[Location annotation dataset excerpts]
>> begin

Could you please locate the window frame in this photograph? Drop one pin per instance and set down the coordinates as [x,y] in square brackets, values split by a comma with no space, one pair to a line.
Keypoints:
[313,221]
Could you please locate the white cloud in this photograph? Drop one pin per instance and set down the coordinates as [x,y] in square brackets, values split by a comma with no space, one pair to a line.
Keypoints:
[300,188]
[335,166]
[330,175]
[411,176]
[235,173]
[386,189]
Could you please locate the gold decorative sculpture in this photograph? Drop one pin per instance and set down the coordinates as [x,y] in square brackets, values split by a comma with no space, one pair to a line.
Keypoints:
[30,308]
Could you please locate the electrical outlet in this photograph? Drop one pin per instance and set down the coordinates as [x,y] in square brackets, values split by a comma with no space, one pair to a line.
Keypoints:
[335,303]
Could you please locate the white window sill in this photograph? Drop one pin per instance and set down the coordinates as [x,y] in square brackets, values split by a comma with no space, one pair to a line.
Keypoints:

>> end

> _Written task_
Reproduce the material above word for word.

> _Reply_
Could you please locate the window frame in this photograph? Drop one pin per instance and set down the coordinates as [x,y] in square brackets, values split by a comma with no space, one pair to a line.
Keypoints:
[313,221]
Could you please locate the white cloud in this photograph? Drop one pin per instance and set down the coordinates as [x,y] in square brackets, values split by a comma with no space, one pair to a line.
Keypoints:
[300,188]
[335,166]
[330,175]
[411,176]
[235,173]
[386,189]
Could you please locate the gold decorative sculpture in this photograph? Drop one pin per instance and set down the coordinates as [x,y] in square brackets, values split by a comma with no space, one pair to a line.
Keypoints:
[30,308]
Could you please locate the electrical outlet in this photograph? Drop one pin per instance and set down the coordinates as [x,y] in square brackets, values split by a comma with no space, one pair to a line.
Keypoints:
[335,303]
Could you please locate the white window sill in this photograph? Drop one pin per instance and set down the coordinates as [x,y] in square brackets, values split by a comma with no space, one pair to a line.
Keypoints:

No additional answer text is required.